**WORK TO DO**
How many lines in the entries below contain the word "moon"? Reply with the number only.

**RAW RECORDS**
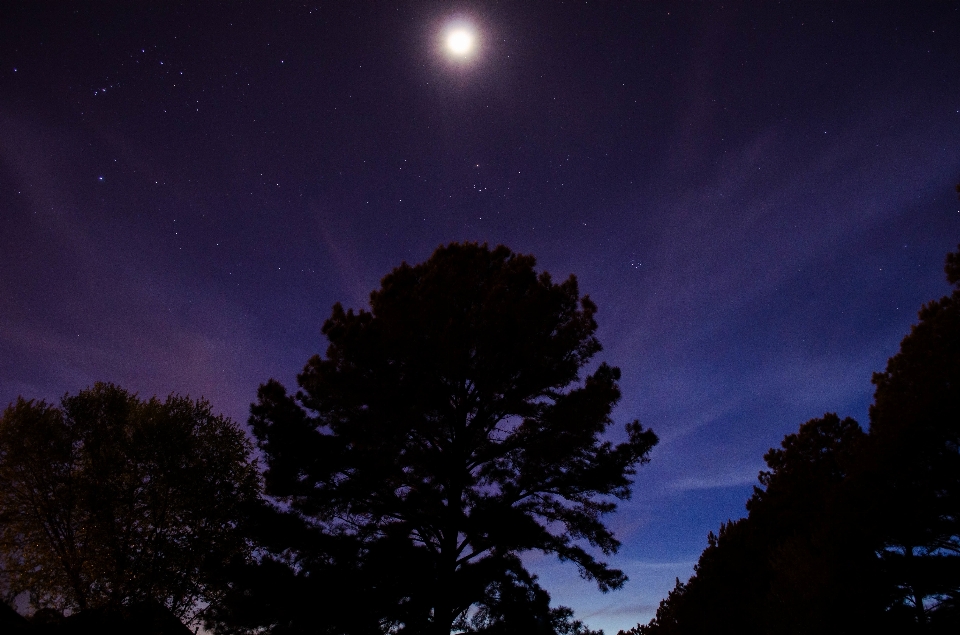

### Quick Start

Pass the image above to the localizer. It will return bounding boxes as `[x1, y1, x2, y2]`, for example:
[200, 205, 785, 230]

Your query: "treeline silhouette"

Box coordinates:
[620, 240, 960, 635]
[0, 243, 657, 635]
[0, 238, 960, 635]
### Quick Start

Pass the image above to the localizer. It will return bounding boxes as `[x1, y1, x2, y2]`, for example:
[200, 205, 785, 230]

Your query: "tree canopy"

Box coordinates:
[629, 241, 960, 635]
[0, 383, 259, 618]
[244, 243, 657, 635]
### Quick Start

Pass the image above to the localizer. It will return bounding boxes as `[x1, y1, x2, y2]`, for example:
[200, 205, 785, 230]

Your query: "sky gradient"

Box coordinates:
[0, 2, 960, 635]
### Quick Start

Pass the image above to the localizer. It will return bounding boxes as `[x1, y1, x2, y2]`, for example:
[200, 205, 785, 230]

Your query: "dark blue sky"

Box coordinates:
[0, 2, 960, 633]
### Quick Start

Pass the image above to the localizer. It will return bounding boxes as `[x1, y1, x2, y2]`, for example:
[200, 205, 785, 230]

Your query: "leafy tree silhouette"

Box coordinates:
[0, 383, 259, 619]
[251, 243, 657, 635]
[867, 242, 960, 627]
[622, 234, 960, 635]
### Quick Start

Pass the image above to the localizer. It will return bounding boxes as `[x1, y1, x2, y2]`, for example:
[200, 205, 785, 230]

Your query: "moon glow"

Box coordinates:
[447, 28, 476, 57]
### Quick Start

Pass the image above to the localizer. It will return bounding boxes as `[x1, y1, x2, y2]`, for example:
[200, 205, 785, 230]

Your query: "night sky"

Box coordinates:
[0, 1, 960, 635]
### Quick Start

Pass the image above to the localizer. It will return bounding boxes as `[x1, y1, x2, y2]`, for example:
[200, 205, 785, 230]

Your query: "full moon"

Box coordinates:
[447, 28, 474, 55]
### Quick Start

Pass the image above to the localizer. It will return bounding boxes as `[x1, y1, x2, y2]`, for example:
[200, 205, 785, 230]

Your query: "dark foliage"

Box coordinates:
[0, 384, 259, 618]
[627, 241, 960, 635]
[233, 244, 656, 635]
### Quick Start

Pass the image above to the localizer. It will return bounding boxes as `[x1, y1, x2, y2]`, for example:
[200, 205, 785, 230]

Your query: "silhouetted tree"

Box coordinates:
[0, 383, 259, 618]
[624, 236, 960, 635]
[251, 244, 656, 635]
[868, 243, 960, 627]
[634, 414, 883, 635]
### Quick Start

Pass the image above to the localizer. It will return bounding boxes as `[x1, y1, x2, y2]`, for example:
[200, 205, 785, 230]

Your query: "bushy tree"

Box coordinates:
[251, 244, 656, 635]
[628, 236, 960, 635]
[866, 242, 960, 626]
[0, 383, 259, 618]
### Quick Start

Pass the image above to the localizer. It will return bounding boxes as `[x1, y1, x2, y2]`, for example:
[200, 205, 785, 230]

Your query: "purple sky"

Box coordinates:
[0, 2, 960, 635]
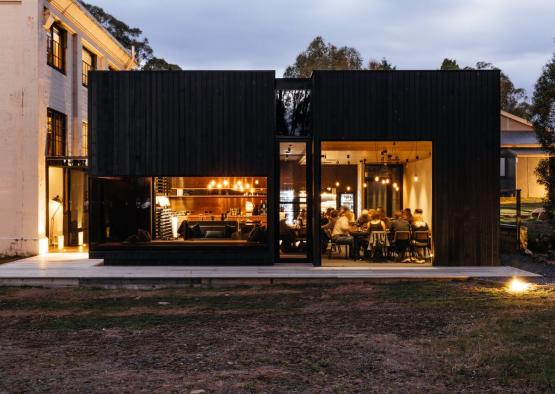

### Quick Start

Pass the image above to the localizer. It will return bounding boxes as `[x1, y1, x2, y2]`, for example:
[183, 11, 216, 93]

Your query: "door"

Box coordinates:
[276, 140, 313, 262]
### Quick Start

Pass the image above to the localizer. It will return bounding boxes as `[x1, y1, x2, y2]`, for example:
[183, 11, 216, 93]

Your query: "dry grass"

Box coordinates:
[0, 282, 555, 392]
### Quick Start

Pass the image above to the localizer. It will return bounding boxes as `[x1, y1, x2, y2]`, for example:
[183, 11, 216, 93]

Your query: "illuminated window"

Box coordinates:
[46, 108, 66, 156]
[81, 122, 89, 156]
[81, 48, 96, 87]
[46, 23, 67, 73]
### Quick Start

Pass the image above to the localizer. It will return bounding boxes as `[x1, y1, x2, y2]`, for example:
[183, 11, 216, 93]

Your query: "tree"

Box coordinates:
[464, 62, 530, 119]
[80, 0, 181, 70]
[368, 57, 397, 71]
[142, 56, 181, 71]
[530, 53, 555, 222]
[283, 36, 368, 78]
[439, 58, 461, 70]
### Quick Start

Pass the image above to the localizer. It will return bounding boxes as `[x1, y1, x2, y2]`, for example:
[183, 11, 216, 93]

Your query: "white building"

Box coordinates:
[0, 0, 136, 256]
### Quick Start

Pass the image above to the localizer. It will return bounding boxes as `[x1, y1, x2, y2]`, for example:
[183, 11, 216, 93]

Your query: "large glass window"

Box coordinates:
[320, 141, 433, 266]
[46, 108, 67, 156]
[279, 142, 309, 259]
[46, 23, 67, 73]
[154, 176, 268, 243]
[81, 48, 96, 87]
[81, 122, 89, 156]
[91, 176, 268, 246]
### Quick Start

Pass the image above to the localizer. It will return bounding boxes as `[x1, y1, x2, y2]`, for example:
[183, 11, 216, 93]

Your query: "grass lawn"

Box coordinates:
[0, 281, 555, 393]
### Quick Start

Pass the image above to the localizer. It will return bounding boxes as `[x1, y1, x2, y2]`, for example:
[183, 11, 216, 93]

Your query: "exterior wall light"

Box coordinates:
[507, 277, 531, 294]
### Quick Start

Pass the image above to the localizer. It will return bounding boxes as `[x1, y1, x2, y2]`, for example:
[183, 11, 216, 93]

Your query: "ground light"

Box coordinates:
[507, 277, 530, 294]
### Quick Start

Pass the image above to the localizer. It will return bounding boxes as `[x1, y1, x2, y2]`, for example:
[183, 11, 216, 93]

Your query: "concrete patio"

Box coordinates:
[0, 253, 539, 287]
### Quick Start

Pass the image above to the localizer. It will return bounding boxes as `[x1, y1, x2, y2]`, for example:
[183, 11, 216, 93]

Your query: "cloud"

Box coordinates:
[91, 0, 555, 94]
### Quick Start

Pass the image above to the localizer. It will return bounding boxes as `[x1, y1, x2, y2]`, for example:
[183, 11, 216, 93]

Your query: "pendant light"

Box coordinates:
[412, 141, 419, 182]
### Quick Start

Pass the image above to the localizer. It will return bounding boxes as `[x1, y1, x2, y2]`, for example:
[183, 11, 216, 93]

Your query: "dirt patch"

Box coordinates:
[0, 282, 555, 393]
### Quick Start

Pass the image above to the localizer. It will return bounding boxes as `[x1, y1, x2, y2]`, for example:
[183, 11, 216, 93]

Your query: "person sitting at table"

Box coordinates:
[297, 208, 306, 228]
[357, 209, 370, 231]
[368, 212, 387, 234]
[279, 219, 297, 253]
[331, 207, 354, 257]
[321, 207, 334, 226]
[389, 211, 410, 236]
[378, 208, 389, 229]
[403, 208, 412, 224]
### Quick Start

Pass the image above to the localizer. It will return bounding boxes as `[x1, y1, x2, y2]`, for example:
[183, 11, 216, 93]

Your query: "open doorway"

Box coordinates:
[320, 141, 434, 266]
[278, 140, 312, 262]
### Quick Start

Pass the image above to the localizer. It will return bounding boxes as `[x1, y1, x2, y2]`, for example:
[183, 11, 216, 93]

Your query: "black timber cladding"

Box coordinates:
[311, 70, 500, 266]
[89, 71, 275, 176]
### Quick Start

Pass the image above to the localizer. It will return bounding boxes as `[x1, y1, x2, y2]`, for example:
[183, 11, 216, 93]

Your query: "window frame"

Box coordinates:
[81, 47, 97, 88]
[46, 23, 67, 74]
[499, 156, 508, 178]
[46, 108, 67, 157]
[81, 121, 89, 156]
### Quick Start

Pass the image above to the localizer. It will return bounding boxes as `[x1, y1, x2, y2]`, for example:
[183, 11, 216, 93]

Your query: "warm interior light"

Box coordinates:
[507, 277, 530, 293]
[39, 237, 49, 254]
[156, 196, 170, 207]
[58, 235, 64, 250]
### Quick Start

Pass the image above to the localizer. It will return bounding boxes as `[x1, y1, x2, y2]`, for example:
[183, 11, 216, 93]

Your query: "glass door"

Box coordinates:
[278, 140, 312, 261]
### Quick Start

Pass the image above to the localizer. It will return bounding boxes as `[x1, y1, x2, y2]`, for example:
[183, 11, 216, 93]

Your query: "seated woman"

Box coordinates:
[279, 219, 297, 253]
[411, 214, 430, 231]
[331, 209, 354, 257]
[368, 212, 387, 234]
[357, 209, 370, 231]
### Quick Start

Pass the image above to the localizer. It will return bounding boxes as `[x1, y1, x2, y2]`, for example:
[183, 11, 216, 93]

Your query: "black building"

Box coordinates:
[89, 70, 500, 266]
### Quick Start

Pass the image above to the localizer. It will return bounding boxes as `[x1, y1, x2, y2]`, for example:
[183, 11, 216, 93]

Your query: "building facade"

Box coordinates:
[500, 111, 548, 201]
[89, 70, 500, 266]
[0, 0, 135, 256]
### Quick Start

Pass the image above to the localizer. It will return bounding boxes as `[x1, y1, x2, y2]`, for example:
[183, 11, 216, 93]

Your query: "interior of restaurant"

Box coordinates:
[153, 176, 267, 243]
[279, 141, 433, 266]
[91, 176, 267, 247]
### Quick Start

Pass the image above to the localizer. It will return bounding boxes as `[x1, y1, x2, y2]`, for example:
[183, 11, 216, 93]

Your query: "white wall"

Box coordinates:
[403, 157, 432, 227]
[0, 1, 44, 255]
[515, 157, 547, 199]
[0, 0, 130, 256]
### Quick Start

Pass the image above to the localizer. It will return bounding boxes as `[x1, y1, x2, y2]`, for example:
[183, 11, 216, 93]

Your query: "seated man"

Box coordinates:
[331, 209, 354, 257]
[279, 219, 297, 253]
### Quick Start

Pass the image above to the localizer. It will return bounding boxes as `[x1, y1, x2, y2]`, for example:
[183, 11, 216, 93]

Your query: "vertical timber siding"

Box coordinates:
[89, 71, 275, 176]
[311, 71, 500, 266]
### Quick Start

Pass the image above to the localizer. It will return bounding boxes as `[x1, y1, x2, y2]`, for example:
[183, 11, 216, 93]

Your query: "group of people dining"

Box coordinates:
[321, 207, 430, 260]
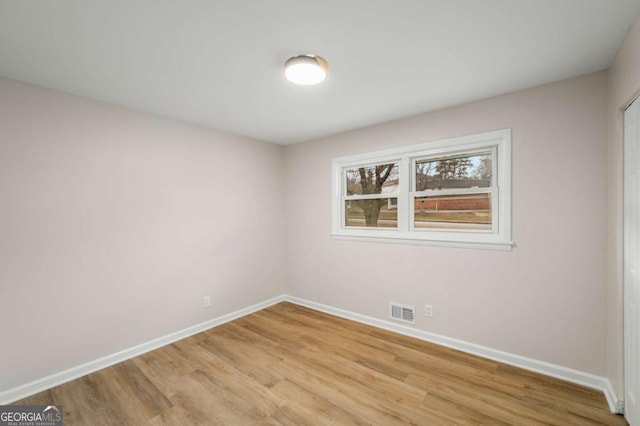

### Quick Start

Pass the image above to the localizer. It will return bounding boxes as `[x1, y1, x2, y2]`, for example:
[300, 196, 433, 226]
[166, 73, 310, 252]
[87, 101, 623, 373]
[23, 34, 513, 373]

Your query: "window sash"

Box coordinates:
[331, 129, 513, 250]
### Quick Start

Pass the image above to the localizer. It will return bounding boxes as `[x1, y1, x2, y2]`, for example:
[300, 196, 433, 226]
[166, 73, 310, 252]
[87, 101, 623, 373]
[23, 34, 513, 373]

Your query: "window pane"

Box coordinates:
[414, 194, 491, 230]
[344, 198, 398, 228]
[345, 163, 398, 195]
[416, 152, 492, 191]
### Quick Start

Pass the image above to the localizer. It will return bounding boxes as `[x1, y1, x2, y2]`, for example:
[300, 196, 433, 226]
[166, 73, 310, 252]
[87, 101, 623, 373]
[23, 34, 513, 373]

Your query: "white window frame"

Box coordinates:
[331, 129, 513, 250]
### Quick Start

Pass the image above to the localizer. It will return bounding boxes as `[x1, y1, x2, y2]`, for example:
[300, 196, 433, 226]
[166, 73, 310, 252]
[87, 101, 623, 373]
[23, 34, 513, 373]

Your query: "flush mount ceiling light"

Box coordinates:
[284, 55, 328, 86]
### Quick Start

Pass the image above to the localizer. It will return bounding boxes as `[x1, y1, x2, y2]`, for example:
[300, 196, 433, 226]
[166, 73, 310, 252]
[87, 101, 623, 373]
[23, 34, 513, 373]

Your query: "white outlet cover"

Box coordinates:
[424, 305, 433, 318]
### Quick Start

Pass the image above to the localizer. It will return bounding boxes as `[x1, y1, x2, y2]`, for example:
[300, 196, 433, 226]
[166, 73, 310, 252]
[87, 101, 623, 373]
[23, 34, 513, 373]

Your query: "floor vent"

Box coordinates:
[389, 302, 416, 324]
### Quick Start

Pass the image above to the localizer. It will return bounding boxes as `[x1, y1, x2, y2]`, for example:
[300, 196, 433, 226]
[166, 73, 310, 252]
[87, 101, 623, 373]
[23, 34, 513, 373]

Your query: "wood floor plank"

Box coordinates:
[16, 303, 626, 426]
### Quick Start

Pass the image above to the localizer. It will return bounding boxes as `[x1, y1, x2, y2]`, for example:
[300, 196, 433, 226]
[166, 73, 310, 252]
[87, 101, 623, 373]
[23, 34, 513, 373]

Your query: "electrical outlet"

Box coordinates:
[424, 305, 433, 318]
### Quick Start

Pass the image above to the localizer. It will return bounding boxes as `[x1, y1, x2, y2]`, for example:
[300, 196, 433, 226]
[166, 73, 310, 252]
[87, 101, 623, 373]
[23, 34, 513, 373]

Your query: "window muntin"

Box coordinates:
[332, 129, 512, 250]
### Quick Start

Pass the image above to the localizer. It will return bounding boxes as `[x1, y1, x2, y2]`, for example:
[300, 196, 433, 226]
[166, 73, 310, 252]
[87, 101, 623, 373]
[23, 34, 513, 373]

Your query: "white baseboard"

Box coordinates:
[0, 295, 624, 414]
[0, 296, 284, 405]
[284, 295, 622, 414]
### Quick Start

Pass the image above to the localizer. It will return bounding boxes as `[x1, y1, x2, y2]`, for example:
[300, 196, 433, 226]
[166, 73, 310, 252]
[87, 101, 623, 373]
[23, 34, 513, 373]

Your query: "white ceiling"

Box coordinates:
[0, 0, 640, 144]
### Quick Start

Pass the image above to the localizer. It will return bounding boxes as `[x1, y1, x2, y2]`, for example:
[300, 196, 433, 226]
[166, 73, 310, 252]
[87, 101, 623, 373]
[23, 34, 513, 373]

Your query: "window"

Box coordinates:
[332, 129, 512, 250]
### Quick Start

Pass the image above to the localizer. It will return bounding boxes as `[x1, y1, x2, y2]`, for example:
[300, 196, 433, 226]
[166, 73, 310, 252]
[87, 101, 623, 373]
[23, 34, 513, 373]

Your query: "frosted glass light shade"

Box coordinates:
[284, 55, 328, 85]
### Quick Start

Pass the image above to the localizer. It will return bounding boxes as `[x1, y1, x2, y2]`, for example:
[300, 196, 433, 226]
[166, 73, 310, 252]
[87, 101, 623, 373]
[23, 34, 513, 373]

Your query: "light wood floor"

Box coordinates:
[17, 303, 626, 426]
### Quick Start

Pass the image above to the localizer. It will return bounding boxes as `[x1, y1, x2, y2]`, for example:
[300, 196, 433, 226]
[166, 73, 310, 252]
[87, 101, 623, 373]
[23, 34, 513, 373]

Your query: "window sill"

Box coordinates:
[331, 233, 515, 251]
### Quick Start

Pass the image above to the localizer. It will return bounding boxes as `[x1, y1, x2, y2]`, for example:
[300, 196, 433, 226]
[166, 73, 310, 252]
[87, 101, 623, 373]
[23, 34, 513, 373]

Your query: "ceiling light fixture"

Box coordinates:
[284, 55, 329, 86]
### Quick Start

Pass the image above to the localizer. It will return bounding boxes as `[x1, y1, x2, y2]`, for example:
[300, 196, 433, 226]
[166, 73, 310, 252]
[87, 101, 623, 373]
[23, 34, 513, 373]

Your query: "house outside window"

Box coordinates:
[332, 129, 512, 250]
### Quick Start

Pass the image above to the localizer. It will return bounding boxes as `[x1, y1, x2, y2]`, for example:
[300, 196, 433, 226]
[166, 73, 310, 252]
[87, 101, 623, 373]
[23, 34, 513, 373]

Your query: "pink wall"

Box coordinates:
[0, 79, 284, 391]
[285, 73, 607, 376]
[607, 12, 640, 398]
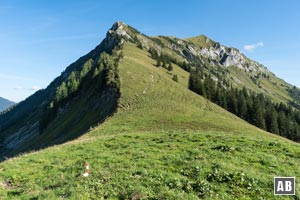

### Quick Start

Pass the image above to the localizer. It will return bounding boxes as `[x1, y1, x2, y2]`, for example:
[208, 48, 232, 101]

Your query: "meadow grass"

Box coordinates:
[0, 43, 300, 199]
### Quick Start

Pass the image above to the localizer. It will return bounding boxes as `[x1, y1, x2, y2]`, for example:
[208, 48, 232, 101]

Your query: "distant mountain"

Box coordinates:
[0, 97, 15, 112]
[0, 22, 300, 156]
[0, 22, 300, 199]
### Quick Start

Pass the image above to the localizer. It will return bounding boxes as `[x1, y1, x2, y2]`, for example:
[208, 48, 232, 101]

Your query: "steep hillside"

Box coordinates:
[0, 42, 300, 199]
[0, 23, 120, 160]
[0, 22, 300, 160]
[0, 97, 15, 112]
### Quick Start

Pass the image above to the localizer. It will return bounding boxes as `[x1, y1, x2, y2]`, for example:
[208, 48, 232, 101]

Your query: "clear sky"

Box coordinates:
[0, 0, 300, 102]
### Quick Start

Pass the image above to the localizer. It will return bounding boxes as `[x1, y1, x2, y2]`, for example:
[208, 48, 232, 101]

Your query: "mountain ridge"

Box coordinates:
[0, 19, 298, 157]
[0, 24, 300, 199]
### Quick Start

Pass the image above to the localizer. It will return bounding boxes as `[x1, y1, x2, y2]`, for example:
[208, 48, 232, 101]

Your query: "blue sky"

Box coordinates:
[0, 0, 300, 102]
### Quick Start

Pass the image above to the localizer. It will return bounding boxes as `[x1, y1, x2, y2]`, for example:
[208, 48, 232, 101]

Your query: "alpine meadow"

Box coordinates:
[0, 22, 300, 199]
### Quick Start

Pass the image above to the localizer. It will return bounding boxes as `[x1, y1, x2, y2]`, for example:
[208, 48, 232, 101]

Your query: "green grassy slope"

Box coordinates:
[0, 43, 300, 199]
[182, 35, 296, 103]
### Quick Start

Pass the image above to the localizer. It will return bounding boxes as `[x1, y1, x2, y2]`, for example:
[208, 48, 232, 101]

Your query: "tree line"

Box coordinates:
[189, 69, 300, 141]
[39, 50, 123, 133]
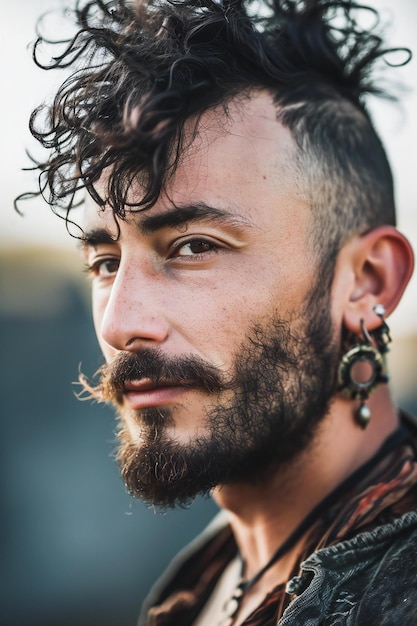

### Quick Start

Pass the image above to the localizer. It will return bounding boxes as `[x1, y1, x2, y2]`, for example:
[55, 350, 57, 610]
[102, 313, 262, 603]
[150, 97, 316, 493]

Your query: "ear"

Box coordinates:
[344, 226, 414, 333]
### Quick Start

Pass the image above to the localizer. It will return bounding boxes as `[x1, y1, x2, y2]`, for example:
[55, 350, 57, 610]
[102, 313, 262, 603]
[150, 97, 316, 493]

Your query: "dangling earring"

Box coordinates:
[338, 304, 391, 429]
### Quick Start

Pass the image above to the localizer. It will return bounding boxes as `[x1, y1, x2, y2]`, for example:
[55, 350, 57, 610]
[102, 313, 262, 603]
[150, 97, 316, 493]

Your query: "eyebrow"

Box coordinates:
[138, 203, 252, 235]
[80, 228, 117, 249]
[81, 203, 254, 248]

**EXPECTED OUTPUT**
2